## Arbeitsauftrag 1
Wem schreibt der Textauszug die „erste Entdeckung“ Amerikas zu?
## Arbeitsauftrag 2
Fassen Sie den Textauszug bitte in zwei Sätzen zusammen.
## Arbeitsauftrag 3
Schreiben Sie aus dem Textauszug den Abschnitt von „Es gibt Daten“ bis einschließlich „von Kolumbus’ Atlantik-Überquerung.“ ab.

## Textauszug
Von Patrick WichmannRSS-Newsfeed neuer Artikel von Patrick Wichmann

Besprochene Bücher / Literaturhinweise

Es gibt Daten in der Geschichte, die sprichwörtlich Epoche gemacht haben, die Französische Revolution 1789 etwa, oder jüngst der Mauerfall 1989. Zu diesen historischen Zäsuren zählt zweifelsohne auch die Entdeckung Amerikas durch Christoph Kolumbus: Durch sie traten Entdecker wie Entdeckte gleichermaßen in eine völlig neue Zeitrechnung ein, die ungekannte Chancen und Herausforderungen, aber eben auch Gefahren für beide Parteien mit sich brachte. Dem geschichtsträchtigen Tag von Guanahani hat sich der Historiker Stefan Rinke angenommen und bietet mit „Kolumbus und der Tag von Guanahani. 1492: Ein Wendepunkt der Geschichte“ eine knappe Darstellung der Ereignisse und der facettenreichen Folgen von Kolumbus’ Atlantik-Überquerung.

In kurzen Abrissen der wichtigsten Ereignisse und mit Rekurs auf aktuelle Forschungsdebatten nähert sich Rinke, der bereits zahlreiche Publikationen zur Geschichte Lateinamerikas veröffentlich hat, nach und nach allen Aspekten der Thematik. Dabei beginnt er zunächst mit der Ausgangssituation beider Zivilisationen, vor deren Hintergrund erst das genuin Neue zu verstehen ist und so die gegenseitigen Herausforderungen in Folge des Aufeinandertreffens deutlich werden. Auch die weiteren Ereignisse dieser Zeit, wie etwa die Vertreibung der Juden aus Spanien, das Ende der Reconquista durch die Eroberung Granadas und die Anfertigung von Martin Behaims „Erdapfel“, bringt Rinke ins Spiel. So stellt er heraus, dass die historische Zäsur 1492 heute zwar – nicht zuletzt durch die Erkenntnis der „ersten Entdeckung“ Amerikas durch den Wikinger Leif Eriksson – umstritten sein mag, jedoch ein Nexus von Argumenten in Form der Verquickung von verschiedenen Zeitenbruch-Elementen die hergebrachte Umbruchs-These zu stützen vermag. Die Interpretation des Ereignisses als historischer Wendepunkt darf also trotz des derzeit herrschenden Zäsuren-Relativismus durchaus aufrechterhalten werden.

## Bereitgestelltes Material
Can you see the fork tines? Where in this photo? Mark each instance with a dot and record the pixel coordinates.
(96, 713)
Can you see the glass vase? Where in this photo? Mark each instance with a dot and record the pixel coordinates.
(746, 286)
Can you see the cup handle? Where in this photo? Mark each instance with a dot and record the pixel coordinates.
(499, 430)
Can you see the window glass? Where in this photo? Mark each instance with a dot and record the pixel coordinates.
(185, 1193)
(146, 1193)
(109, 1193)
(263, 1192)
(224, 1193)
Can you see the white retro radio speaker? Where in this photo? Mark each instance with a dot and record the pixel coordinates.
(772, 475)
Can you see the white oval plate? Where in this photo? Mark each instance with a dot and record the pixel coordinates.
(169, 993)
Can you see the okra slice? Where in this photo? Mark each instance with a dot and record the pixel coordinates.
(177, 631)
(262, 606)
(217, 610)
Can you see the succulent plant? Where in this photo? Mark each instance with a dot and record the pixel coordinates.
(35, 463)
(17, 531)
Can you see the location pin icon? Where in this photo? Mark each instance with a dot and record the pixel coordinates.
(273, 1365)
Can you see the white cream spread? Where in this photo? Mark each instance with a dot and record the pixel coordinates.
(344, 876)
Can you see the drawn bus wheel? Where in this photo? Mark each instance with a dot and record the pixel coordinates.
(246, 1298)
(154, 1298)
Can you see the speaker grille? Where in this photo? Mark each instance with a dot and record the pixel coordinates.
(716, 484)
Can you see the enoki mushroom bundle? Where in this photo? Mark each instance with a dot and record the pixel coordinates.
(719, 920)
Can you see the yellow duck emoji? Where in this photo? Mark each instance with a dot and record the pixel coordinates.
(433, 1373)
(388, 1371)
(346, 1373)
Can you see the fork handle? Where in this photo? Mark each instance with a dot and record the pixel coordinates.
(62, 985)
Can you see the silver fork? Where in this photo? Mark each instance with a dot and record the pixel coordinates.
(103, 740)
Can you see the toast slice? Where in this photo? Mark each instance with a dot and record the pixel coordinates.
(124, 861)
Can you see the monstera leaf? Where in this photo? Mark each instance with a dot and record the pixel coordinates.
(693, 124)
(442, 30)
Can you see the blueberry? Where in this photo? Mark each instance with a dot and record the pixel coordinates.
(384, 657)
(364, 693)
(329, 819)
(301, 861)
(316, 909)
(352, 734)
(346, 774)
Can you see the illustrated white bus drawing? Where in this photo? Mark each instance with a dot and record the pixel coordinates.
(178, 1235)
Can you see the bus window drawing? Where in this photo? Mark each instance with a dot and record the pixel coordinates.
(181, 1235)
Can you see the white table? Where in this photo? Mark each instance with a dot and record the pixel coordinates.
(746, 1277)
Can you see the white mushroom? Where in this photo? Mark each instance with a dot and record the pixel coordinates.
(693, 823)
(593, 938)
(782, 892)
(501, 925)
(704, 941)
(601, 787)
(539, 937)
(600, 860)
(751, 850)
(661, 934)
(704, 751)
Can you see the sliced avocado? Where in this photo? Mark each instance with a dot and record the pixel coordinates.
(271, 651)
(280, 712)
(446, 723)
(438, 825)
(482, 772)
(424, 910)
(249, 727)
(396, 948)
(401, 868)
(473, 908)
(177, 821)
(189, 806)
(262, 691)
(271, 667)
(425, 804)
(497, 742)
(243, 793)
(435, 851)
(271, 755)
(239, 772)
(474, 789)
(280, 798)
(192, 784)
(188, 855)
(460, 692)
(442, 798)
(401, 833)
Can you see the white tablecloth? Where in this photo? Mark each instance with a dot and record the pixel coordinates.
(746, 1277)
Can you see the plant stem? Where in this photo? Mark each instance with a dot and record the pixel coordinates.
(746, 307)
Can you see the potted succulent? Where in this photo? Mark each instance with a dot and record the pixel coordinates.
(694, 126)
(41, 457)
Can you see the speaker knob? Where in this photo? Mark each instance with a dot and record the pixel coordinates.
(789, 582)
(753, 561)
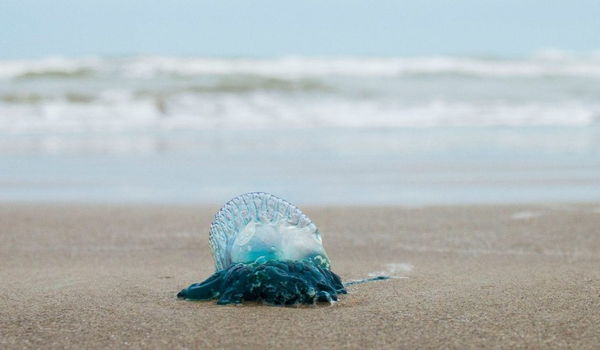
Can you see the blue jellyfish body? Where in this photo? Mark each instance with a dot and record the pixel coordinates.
(265, 249)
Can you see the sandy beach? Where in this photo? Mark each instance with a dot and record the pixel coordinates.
(98, 276)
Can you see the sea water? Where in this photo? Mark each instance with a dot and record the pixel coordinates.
(344, 130)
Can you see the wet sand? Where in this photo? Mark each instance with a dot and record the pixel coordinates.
(97, 276)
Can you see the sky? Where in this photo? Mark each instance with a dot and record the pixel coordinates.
(37, 28)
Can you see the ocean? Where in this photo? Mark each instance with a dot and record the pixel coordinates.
(314, 130)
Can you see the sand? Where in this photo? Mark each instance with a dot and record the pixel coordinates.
(98, 276)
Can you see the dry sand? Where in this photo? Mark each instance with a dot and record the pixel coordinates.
(489, 276)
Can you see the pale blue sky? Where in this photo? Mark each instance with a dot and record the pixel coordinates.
(35, 28)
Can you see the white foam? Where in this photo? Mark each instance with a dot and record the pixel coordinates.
(544, 64)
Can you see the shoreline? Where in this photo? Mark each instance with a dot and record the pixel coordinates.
(106, 275)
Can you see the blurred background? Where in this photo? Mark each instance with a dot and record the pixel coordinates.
(337, 102)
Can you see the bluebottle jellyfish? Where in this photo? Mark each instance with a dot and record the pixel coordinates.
(265, 249)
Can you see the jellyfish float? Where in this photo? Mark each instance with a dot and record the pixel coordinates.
(266, 250)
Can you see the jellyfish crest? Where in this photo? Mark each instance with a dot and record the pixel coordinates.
(261, 225)
(265, 249)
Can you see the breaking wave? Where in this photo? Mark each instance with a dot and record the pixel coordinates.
(120, 94)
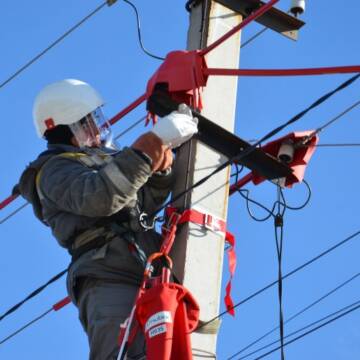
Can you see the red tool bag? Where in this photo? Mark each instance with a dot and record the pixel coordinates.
(167, 314)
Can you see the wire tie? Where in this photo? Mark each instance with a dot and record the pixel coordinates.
(279, 220)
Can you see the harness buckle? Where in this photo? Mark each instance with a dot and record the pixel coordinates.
(212, 222)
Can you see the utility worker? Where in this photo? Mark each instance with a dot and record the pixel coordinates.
(96, 199)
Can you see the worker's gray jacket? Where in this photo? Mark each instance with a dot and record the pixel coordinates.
(77, 191)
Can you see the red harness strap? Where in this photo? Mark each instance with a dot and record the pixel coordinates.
(212, 223)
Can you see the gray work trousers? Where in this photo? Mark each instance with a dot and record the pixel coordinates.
(103, 306)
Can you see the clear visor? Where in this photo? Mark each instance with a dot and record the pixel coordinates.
(93, 130)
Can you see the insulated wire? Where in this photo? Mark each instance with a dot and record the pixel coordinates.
(25, 326)
(337, 288)
(321, 128)
(116, 138)
(246, 152)
(252, 147)
(139, 32)
(33, 294)
(278, 224)
(258, 292)
(13, 213)
(292, 272)
(249, 150)
(57, 41)
(353, 307)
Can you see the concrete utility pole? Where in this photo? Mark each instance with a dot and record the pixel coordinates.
(198, 252)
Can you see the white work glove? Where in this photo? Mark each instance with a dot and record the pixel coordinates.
(177, 127)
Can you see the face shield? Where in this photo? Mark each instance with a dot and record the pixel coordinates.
(93, 130)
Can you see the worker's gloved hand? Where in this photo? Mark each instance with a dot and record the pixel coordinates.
(152, 146)
(177, 127)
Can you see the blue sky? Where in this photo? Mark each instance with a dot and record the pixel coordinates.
(105, 53)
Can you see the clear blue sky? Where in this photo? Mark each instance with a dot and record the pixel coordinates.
(105, 53)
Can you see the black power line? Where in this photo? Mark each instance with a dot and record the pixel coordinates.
(33, 294)
(306, 308)
(221, 167)
(251, 148)
(292, 272)
(354, 306)
(139, 32)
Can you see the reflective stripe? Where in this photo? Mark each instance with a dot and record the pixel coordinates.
(119, 180)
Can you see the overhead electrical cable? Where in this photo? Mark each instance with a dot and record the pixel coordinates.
(256, 293)
(289, 274)
(56, 307)
(33, 294)
(13, 213)
(53, 44)
(139, 32)
(136, 123)
(249, 150)
(252, 147)
(353, 307)
(306, 308)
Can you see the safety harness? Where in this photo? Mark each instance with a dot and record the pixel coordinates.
(166, 312)
(103, 230)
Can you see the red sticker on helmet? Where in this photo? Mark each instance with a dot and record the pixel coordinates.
(49, 123)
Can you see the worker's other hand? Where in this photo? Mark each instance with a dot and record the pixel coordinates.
(177, 127)
(151, 145)
(167, 160)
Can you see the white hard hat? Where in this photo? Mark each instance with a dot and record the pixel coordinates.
(64, 103)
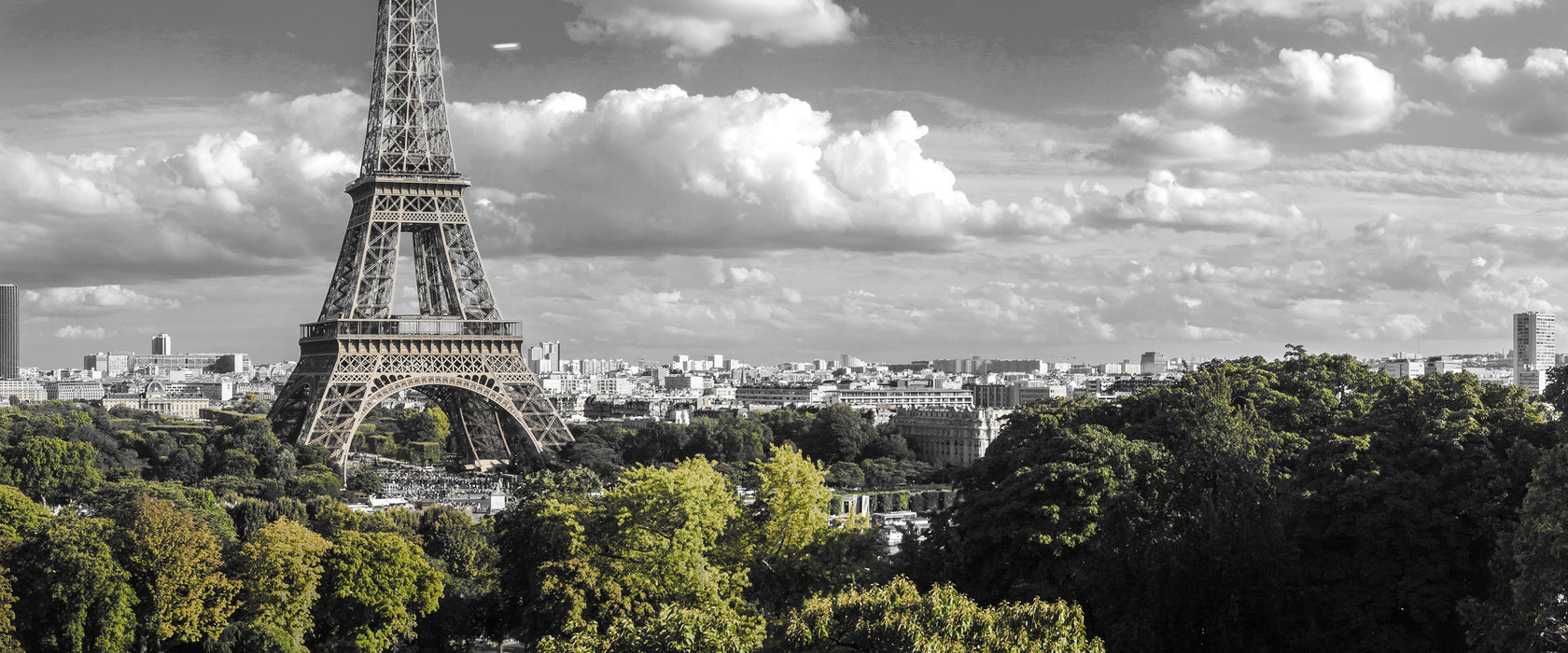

## Antwortfeld 1
Dem Wikinger Leif Eriksson.

## Antwortfeld 2
Der Textauszug bespricht Stefan Rinkes Buch „Kolumbus und der Tag von Guanahani. 1492: Ein Wendepunkt der Geschichte“, das die Ereignisse und Folgen von Kolumbus’ Atlantik-Überquerung knapp darstellt und damit eine der großen historischen Zäsuren behandelt. Rinke beginnt mit der Ausgangssituation beider Zivilisationen, bezieht weitere Ereignisse jener Zeit ein und zeigt, dass die Deutung von 1492 als Wendepunkt trotz Einwänden wie der „ersten Entdeckung“ durch Leif Eriksson aufrechterhalten werden kann.

## Antwortfeld 3
Es gibt Daten in der Geschichte, die sprichwörtlich Epoche gemacht haben, die Französische Revolution 1789 etwa, oder jüngst der Mauerfall 1989. Zu diesen historischen Zäsuren zählt zweifelsohne auch die Entdeckung Amerikas durch Christoph Kolumbus: Durch sie traten Entdecker wie Entdeckte gleichermaßen in eine völlig neue Zeitrechnung ein, die ungekannte Chancen und Herausforderungen, aber eben auch Gefahren für beide Parteien mit sich brachte. Dem geschichtsträchtigen Tag von Guanahani hat sich der Historiker Stefan Rinke angenommen und bietet mit „Kolumbus und der Tag von Guanahani. 1492: Ein Wendepunkt der Geschichte“ eine knappe Darstellung der Ereignisse und der facettenreichen Folgen von Kolumbus’ Atlantik-Überquerung.